• _SELECTED EXTRACT_
[Start of Attachment]
• Sat. Oct 29th, 2022

This comes as the mystery of how an eastern suburbs couple caught a COVID-19 infection brought into hotel quarantine by a US traveller remains unsolved.

May 7, 2021

University of Sydney epidemiologist Dr Fiona Stanaway said, given no COVID-19 vaccine was 100 per cent effective, it was to be expected that some people who had been vaccinated would test positive although they would most likely be asymptomatic.
If youre asymptomatic, youre less likely to transmit, she said, adding the figures regardless show that hotel quarantine systems were still needed.
When you have a country like Australia where most people are unvaccinated, so theres a risk of a mass outbreak, people still need to do hotel quarantine, she said.
Its not a matter of them getting sick, because they probably wont. Its about whether they could transmit.
As of Friday, a total of 590,194 NSW residents had received at least their first dose of a COVID-19 vaccine through NSW Health, a Commonwealth provider or the GP network.
Within that group, 75,187 frontline health and quarantine workers and their families had also received their second dose.
NSW recorded 180 overseas acquired cases in the four weeks to May 1, its highest figure since four-weekly totals started to be published last October.
Eighty-nine of the group had travelled from India, 15 from the US and 14 from Bangladesh.
The percentage of returned overseas travellers in NSW testing positive to COVID-19 dropped substantially between April 24 and May 1.
[End of Attachment]
• _ENTRIES SHOWN_
[Start of Attachment]
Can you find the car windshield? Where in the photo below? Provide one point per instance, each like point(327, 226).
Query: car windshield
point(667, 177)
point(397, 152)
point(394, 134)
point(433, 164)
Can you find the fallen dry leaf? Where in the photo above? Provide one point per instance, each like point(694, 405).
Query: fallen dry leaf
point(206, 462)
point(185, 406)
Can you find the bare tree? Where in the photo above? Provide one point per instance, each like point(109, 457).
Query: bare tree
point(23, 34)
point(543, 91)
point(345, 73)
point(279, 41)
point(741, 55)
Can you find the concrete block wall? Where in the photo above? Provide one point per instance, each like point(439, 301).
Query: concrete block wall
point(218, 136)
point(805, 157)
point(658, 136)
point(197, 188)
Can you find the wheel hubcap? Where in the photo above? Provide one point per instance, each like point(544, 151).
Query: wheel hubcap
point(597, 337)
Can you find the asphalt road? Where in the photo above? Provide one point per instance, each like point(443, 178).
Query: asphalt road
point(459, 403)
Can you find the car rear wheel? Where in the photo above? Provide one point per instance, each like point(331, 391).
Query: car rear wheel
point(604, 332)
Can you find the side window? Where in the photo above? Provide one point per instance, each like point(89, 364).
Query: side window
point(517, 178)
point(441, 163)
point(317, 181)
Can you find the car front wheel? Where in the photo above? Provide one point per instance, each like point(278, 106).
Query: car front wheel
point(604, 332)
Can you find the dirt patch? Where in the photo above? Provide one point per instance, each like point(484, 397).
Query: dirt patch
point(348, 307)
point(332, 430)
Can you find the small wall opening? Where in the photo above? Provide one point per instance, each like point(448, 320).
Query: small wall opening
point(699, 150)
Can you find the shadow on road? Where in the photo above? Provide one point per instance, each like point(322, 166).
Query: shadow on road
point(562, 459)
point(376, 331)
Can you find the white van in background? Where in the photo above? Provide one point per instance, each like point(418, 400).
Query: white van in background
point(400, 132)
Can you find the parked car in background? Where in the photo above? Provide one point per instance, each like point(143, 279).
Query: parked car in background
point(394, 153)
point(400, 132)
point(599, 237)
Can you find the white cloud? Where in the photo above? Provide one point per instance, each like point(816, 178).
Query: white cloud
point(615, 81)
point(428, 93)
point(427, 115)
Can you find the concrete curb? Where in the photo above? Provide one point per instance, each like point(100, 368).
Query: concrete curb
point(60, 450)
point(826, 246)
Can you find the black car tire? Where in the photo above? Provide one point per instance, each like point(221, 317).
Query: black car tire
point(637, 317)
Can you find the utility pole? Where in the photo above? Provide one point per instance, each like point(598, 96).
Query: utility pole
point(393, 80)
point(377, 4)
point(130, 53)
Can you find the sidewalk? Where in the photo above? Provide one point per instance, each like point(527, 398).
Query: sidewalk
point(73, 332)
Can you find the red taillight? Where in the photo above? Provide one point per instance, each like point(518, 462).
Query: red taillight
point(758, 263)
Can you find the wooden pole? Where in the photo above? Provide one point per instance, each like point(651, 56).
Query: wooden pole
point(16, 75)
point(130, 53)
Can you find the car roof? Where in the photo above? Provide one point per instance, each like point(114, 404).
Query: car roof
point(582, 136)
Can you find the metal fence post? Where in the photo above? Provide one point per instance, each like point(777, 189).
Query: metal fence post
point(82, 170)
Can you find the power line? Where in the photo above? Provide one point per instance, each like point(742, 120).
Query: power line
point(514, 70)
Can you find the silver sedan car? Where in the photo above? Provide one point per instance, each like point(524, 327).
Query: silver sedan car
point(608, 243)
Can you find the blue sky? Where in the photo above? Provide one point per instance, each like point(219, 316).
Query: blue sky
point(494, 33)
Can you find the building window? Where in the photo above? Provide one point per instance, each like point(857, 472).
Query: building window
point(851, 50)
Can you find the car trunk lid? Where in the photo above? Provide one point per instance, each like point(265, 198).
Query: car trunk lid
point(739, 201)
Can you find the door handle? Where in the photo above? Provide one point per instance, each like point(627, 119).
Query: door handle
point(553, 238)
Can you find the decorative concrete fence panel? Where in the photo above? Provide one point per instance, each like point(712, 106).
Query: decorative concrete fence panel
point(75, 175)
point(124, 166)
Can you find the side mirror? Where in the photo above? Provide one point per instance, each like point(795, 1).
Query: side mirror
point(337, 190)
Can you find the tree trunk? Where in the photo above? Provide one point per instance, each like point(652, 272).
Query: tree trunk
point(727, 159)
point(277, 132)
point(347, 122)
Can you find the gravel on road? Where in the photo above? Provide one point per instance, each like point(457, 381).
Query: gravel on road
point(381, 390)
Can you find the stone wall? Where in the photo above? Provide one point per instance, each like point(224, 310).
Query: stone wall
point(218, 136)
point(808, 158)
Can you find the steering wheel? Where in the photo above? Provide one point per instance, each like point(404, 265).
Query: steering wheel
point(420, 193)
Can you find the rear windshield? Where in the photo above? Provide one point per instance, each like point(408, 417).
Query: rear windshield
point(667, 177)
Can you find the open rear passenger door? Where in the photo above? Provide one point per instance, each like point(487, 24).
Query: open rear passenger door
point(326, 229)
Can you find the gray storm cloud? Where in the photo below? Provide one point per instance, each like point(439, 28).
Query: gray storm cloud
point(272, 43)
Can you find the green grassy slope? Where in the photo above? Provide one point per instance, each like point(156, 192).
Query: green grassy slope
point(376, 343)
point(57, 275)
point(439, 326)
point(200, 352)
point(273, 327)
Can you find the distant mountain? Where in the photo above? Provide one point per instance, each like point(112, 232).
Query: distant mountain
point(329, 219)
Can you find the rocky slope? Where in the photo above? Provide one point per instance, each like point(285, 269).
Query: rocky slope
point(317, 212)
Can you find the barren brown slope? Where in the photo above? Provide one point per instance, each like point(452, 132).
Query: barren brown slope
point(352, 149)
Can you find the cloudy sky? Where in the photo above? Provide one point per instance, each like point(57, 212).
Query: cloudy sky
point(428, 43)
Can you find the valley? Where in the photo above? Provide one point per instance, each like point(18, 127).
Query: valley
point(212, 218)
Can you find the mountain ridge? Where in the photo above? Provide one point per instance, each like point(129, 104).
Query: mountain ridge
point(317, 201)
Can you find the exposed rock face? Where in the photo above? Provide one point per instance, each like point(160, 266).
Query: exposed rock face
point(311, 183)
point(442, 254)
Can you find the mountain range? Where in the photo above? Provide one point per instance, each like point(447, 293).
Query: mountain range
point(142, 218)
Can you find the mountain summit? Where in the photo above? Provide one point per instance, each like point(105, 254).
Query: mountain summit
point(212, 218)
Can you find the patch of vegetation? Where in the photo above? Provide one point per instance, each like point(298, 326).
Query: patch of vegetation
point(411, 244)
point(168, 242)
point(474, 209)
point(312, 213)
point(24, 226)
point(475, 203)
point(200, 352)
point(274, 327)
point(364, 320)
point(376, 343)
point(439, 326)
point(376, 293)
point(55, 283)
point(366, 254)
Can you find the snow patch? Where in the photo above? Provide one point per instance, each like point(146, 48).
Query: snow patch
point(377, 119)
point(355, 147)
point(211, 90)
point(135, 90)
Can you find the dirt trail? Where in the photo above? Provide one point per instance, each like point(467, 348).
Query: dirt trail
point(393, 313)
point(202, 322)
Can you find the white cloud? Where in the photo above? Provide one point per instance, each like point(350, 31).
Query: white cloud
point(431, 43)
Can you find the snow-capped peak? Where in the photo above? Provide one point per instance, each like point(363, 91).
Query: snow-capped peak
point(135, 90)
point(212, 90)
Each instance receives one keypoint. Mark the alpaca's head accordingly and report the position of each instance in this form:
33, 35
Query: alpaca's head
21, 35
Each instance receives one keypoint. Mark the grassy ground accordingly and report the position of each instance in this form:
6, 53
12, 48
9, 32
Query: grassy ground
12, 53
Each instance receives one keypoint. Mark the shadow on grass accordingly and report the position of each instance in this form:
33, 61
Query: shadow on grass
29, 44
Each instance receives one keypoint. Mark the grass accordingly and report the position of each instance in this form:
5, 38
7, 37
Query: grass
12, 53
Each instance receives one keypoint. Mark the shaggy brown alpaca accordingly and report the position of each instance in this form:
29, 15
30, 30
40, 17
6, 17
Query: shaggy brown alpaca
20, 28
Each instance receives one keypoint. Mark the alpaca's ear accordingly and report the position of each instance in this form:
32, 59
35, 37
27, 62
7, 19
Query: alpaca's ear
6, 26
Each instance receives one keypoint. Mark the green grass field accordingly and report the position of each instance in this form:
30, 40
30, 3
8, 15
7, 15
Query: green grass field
[End of Attachment]
• _TO DO_
(a) In the COVID-19 hotel quarantine article, how many NSW residents had received at least their first vaccine dose as of Friday?
(b) Carry on the COVID-19 hotel quarantine article from its final sentence.

• _ANSWERS TO THE EXERCISES_
(a) 590,194

(b)
In the week ending April 24, 0.8 per cent of returned overseas travellers tested positive, the highest rate recorded this year. By May 1, following the first days of the federal governments temporary Indian flight ban, it had dropped to below 0.6 per cent.
Health advice to national cabinet is that hotel quarantine systems can cope with a positive rate of up to 2 per cent, although NSW Chief Health Officer Kerry Chant has previously said the figure is not necessarily applicable in her state because positive travellers are moved into a separate health hotel system.
On Friday, Premier Gladys Berejiklian told Today it was possible the source of infection of an eastern suburbs couple earlier this week, the states first infections outside the quarantine system in more than a month and a trigger for restrictions over the Mothers Day weekend, would never be found.
The Premier expressed concern that at least one person, possibly more, had been walking around with the virus but said the days figures meant Sydneysiders should not be bracing for a lockdown at this stage.